DATA SUPPLIED
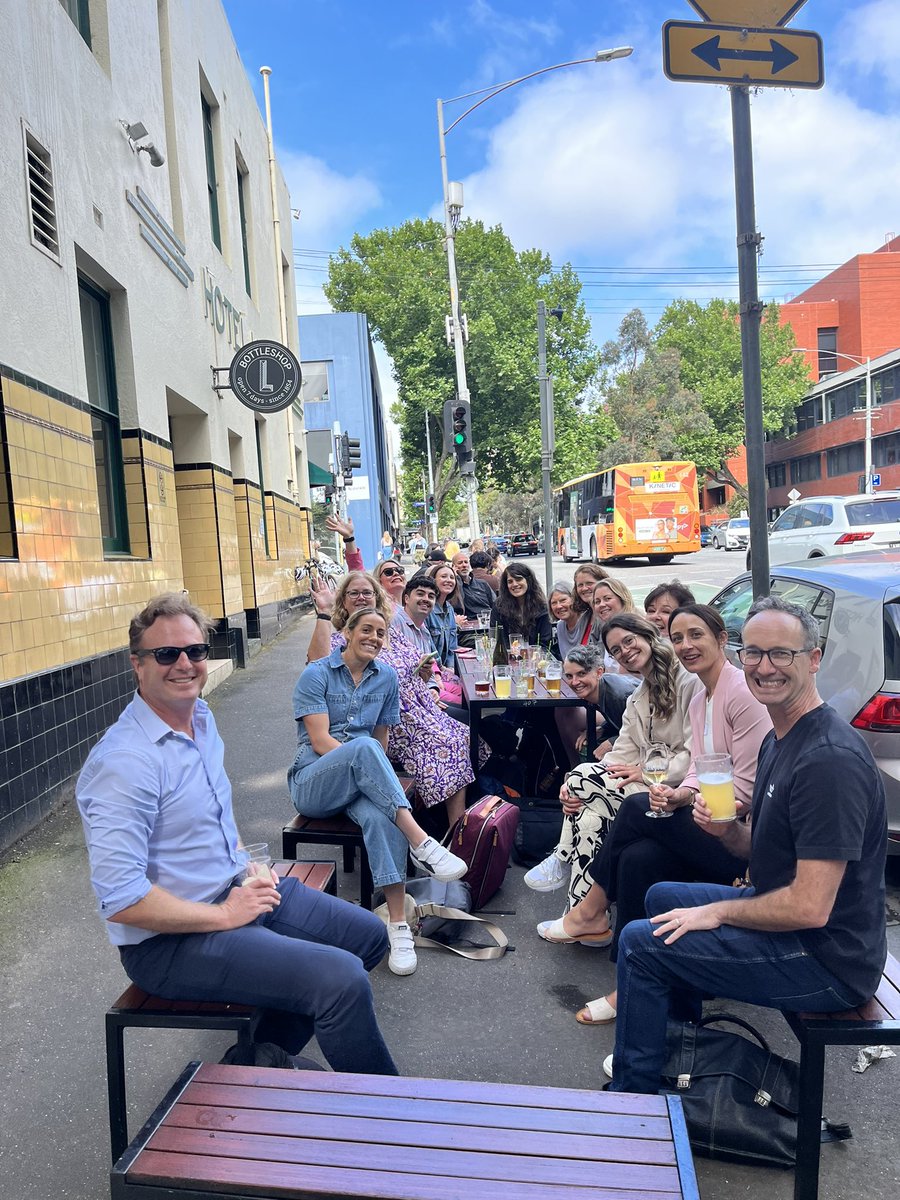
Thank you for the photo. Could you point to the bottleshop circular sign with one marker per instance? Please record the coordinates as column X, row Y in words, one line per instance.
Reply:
column 265, row 376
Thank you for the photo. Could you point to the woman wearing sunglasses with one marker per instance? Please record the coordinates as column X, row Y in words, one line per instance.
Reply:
column 427, row 743
column 657, row 712
column 725, row 718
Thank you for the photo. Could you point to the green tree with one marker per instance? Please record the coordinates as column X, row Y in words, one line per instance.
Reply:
column 399, row 279
column 707, row 340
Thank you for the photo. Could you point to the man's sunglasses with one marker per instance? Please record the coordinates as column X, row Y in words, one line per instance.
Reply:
column 167, row 655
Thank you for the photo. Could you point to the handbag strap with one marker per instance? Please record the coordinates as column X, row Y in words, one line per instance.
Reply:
column 483, row 953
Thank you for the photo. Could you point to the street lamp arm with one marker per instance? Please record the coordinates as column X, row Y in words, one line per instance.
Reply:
column 621, row 52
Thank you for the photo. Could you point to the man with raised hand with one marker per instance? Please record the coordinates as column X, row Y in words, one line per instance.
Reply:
column 166, row 867
column 809, row 934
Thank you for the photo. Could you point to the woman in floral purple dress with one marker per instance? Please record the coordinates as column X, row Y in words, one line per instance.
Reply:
column 427, row 744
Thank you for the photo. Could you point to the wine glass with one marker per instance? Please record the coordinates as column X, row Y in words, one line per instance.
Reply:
column 654, row 768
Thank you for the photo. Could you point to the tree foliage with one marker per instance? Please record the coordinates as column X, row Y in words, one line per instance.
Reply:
column 399, row 279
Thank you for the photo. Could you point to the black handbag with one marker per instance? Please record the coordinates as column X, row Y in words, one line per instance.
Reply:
column 739, row 1098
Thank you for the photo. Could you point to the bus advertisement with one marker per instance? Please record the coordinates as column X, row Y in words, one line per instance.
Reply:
column 634, row 509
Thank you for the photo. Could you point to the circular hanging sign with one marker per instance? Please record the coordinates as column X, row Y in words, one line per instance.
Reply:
column 265, row 376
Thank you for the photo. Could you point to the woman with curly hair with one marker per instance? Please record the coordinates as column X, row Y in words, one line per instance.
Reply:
column 522, row 607
column 427, row 743
column 591, row 797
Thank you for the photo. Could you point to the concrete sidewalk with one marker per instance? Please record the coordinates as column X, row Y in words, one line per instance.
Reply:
column 511, row 1021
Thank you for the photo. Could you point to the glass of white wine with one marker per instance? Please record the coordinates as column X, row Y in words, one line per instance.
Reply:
column 654, row 768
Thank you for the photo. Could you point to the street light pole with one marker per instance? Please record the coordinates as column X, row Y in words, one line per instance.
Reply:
column 453, row 207
column 868, row 437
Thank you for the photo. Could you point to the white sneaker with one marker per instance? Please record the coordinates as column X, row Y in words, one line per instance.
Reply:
column 402, row 959
column 547, row 876
column 439, row 862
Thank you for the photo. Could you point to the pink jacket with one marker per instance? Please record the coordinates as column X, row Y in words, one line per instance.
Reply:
column 739, row 724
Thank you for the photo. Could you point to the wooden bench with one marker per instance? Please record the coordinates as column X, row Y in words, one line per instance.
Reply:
column 874, row 1024
column 226, row 1132
column 137, row 1009
column 339, row 831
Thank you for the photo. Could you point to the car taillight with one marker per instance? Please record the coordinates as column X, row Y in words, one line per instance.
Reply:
column 880, row 715
column 847, row 538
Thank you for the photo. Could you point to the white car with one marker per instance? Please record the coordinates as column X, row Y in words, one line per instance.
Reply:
column 835, row 525
column 735, row 534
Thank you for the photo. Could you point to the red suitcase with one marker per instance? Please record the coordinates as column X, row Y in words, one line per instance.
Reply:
column 484, row 838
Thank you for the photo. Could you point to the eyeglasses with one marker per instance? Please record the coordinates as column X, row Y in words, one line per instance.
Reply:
column 627, row 642
column 751, row 657
column 167, row 655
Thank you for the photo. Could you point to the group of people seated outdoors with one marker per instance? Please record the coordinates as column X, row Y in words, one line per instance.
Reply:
column 781, row 905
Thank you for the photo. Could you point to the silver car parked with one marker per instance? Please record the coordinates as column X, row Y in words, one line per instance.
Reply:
column 856, row 599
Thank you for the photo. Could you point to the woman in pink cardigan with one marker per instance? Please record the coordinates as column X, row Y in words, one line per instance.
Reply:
column 725, row 719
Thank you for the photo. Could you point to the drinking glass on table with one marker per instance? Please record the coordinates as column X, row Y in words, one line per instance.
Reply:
column 258, row 863
column 654, row 768
column 502, row 682
column 715, row 777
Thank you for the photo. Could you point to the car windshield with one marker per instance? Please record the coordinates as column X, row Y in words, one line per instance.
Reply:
column 874, row 511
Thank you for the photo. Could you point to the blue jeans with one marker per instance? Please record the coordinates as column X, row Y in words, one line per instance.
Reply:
column 357, row 778
column 304, row 965
column 657, row 981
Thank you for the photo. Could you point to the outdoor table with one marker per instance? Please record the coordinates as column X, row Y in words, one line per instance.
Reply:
column 246, row 1133
column 519, row 697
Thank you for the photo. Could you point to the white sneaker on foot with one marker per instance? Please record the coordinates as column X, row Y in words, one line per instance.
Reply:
column 439, row 862
column 402, row 959
column 547, row 876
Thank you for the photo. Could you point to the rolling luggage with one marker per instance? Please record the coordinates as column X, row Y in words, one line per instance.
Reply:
column 484, row 838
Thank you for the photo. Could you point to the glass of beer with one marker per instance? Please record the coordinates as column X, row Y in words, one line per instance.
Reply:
column 553, row 677
column 502, row 683
column 258, row 864
column 715, row 775
column 483, row 679
column 654, row 769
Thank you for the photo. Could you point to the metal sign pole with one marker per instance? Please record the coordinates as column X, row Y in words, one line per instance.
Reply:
column 750, row 316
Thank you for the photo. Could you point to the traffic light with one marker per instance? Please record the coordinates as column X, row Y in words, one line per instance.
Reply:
column 351, row 454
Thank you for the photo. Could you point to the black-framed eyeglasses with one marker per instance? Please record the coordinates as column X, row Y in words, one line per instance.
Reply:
column 167, row 655
column 751, row 655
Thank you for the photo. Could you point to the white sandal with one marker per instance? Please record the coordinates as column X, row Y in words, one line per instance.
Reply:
column 600, row 1012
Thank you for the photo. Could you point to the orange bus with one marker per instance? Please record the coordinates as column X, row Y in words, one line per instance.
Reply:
column 634, row 509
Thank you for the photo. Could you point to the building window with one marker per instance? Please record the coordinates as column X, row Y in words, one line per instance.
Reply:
column 804, row 471
column 243, row 213
column 103, row 399
column 41, row 197
column 827, row 352
column 777, row 474
column 846, row 460
column 79, row 16
column 211, row 186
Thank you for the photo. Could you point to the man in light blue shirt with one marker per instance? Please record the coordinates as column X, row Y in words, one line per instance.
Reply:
column 166, row 861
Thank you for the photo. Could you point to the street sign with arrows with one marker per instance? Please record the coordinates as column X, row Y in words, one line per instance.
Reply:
column 727, row 54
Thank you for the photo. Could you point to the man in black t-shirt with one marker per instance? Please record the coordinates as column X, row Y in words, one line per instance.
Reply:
column 809, row 934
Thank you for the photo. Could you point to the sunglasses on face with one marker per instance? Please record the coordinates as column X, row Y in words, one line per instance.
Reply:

TASK STATEMENT
Can you repeat the entire listing above word for word, leaving out the pictures?

COMPLETED TASK
Thank you for the photo. Could you point to the bottleshop circular sign with one marker per instance? Please record the coordinates as column X, row Y in words, one line per instance.
Reply:
column 265, row 376
Thank you for the photo. Could you point to the woman wearing sunglasses with one marker per instance? Please record the coordinates as column X, row Y in words, one line per instance.
Reply:
column 427, row 743
column 657, row 712
column 725, row 718
Thank you for the photo. Could you point to the green tree with one marker per instance? Please record the coordinates as column X, row Y in words, one line per instance.
Reply:
column 399, row 279
column 707, row 340
Thank you for the photo. Could you point to the man's sunglasses with one marker per instance? Please record the coordinates as column X, row Y in words, one line per instance.
Reply:
column 167, row 655
Thank you for the photo. Could you point to the handbag strap with one marker per instance? Please record the coordinates as column X, row Y in words, one line per instance.
Reply:
column 483, row 953
Thank you for the photo. Could you point to the street lamp arm with one marker per instance? Please record the coordinates as column X, row Y in words, one line per instance.
Reply:
column 621, row 52
Thank you for the photo. Could you point to the man with raised hand with one marker per instance? Please record the coordinates as column X, row Y in words, one line per instance.
Reply:
column 166, row 867
column 809, row 934
Thank you for the photo. Could you point to the woman in floral purple dress with one marker per instance? Please record the coordinates as column X, row Y in words, one line per instance.
Reply:
column 427, row 744
Thank you for the photo. Could you point to the wine glass with one marker per instance? Please record the coordinates as column X, row Y in words, one line per instance.
Reply:
column 654, row 768
Thank you for the photo. Could you point to the tree foliage with one marker per instance? Please record the coordinates as column X, row Y in words, one line per instance.
Reply:
column 399, row 279
Thank you for the photo. Could you point to the black handbag with one marker per instance? Please record the coordinates as column X, row Y in words, one line per instance.
Reply:
column 739, row 1098
Thank you for the photo. Could you point to the bus advertisement with one marker per instance? Please record the coordinates as column X, row Y in words, one line per instance.
Reply:
column 634, row 509
Thank you for the photo. Could you point to the circular hanging sign with one marker per instance? Please record the coordinates as column X, row Y in words, one line per instance.
Reply:
column 265, row 376
Thank you for the photo. Could you point to the woman with curly hair with one marker per instance? Please record the coordinates as column X, row Y in words, one line per instance.
Reply:
column 522, row 607
column 427, row 743
column 591, row 797
Thank you for the photo. Could you point to the concrete sidewalk with one marker per instance? Please record the coordinates as column X, row Y in words, one line per instance.
Reply:
column 511, row 1021
Thank you for the photo. Could you point to the glass of white wine with one marker per instance? Please record the coordinates as column X, row Y in words, one line per instance.
Reply:
column 654, row 768
Thank you for the photo. Could you point to the street light pole with one marker per instance? Please record the coordinates as column X, row Y in words, one line per instance.
Reply:
column 453, row 207
column 868, row 437
Thank you for the photo. Could you point to the white sneaker with one marker per instance? Please record the coordinates as column X, row Y in words, one line per instance.
Reply:
column 402, row 959
column 547, row 876
column 439, row 862
Thank you for the photo. Could you point to the pink jacket with one marker per instance? Please record the coordinates as column X, row Y in words, one line per instance.
Reply:
column 739, row 724
Thank you for the photo. Could you point to the wooden bench with one marker per instance? Please record the coordinates as column X, row Y in words, one line per instance.
Reply:
column 874, row 1024
column 226, row 1132
column 137, row 1009
column 339, row 831
Thank you for the photo. Could you point to the car taillight with one marker per instance? Please record the coordinates as column X, row Y in words, one line per instance.
Reply:
column 880, row 715
column 847, row 538
Thank you for the photo. Could you point to the white car with one marker per instance? Please record the coordinates as column X, row Y in words, one line per instance.
Reply:
column 835, row 525
column 735, row 534
Thank you for the photo. Could you point to the red suitcase with one marker per instance? Please record the coordinates as column X, row Y in words, one line per instance.
Reply:
column 484, row 838
Thank you for the photo. Could you point to the eyeglasses with one marker per instance? Please record the coordinates as column X, row Y in words, one line per instance.
Reply:
column 627, row 642
column 751, row 657
column 167, row 655
Thank you for the photo. Could you point to the group of people seated outdoors with one marker per instance? Please record the coordinates as column X, row Y in words, one line per instance.
Reply:
column 781, row 905
Thank you for the photo. Could you point to the silver car parked with one marker per instance? Please record the coordinates as column X, row Y in words, one line per instance.
Reply:
column 856, row 599
Thank you for the photo. Could you point to the woman in pink cardigan with one marker per instance? Please record the coordinates as column X, row Y in words, one line per instance.
Reply:
column 725, row 719
Thank you for the photo. Could you point to the drinking glass on table with one marker per instance? Please record the coordinates as column X, row Y in words, one line per instance.
Reply:
column 258, row 863
column 654, row 768
column 502, row 682
column 715, row 777
Thank you for the photo. Could you point to the car windshield with one marker per instance? Please record the coordinates as column X, row Y in words, one line per instance.
Reply:
column 874, row 511
Thank you for the photo. Could you point to the blue jeans with one marker per instance? Please record the coordinates as column X, row Y in words, one line per instance.
Reply:
column 357, row 778
column 304, row 965
column 657, row 981
Thank you for the photo. Could you point to the outdoor table with one marker per instance? Please record the coordinates as column X, row Y in words, one line per instance.
Reply:
column 246, row 1133
column 519, row 697
Thank you for the photo. Could you point to the white sneaker on foot with one marker per instance? Please record the coordinates as column X, row Y in words, one line per instance.
Reply:
column 439, row 862
column 402, row 959
column 547, row 876
Thank you for the photo. Could you point to the rolling luggage with one marker per instance? Please record the coordinates as column X, row Y in words, one line per instance.
Reply:
column 484, row 838
Thank you for the photo. Could you point to the glass of beer with one marker per instance? Please record the coordinates as column X, row Y in words, one line per instance.
Reply:
column 553, row 677
column 502, row 683
column 258, row 864
column 715, row 775
column 483, row 679
column 654, row 769
Thank you for the photo. Could you point to the metal sign pole with one marker per instance? Please record the coordinates as column X, row Y in words, one line per instance.
Reply:
column 750, row 316
Thank you for the photo. Could you point to the traffic light with one marker per instance? Please record the coordinates as column X, row Y in words, one line per instance.
Reply:
column 351, row 454
Thank you for the photo. Could you point to the black-framed eyeglasses with one marker per instance? Please record the coordinates as column X, row Y in words, one line per instance.
Reply:
column 167, row 655
column 751, row 655
Thank you for the photo. Could you point to the white sandal with one marker per instance? Please record the coordinates as column X, row Y in words, one line per instance.
Reply:
column 600, row 1012
Thank you for the photo. Could you point to the orange bus with one marker per instance? Please record the coordinates as column X, row Y in words, one line per instance.
Reply:
column 634, row 509
Thank you for the photo. Could you point to the building window with one marker per instance? Please record the coordinates as column X, row Y in words, one line per instance.
Reply:
column 804, row 471
column 243, row 213
column 103, row 399
column 41, row 197
column 827, row 352
column 777, row 474
column 846, row 460
column 79, row 16
column 211, row 186
Thank you for the photo. Could you point to the man in light blue shirt with one marker per instance? Please record the coordinates as column X, row Y in words, one line per instance.
Reply:
column 166, row 861
Thank you for the photo. Could you point to the street sign with arrows with one marker per instance? Please record the coordinates as column X, row Y in words, one line per instance.
Reply:
column 727, row 54
Thank you for the photo. Could you point to the man in black t-shirt with one marker per instance? Please record the coordinates as column X, row Y in words, one line per instance.
Reply:
column 809, row 934
Thank you for the photo. Could you point to the sunglasses on face with one marker per instance? Please record the coordinates as column X, row Y in words, one line per instance.
Reply:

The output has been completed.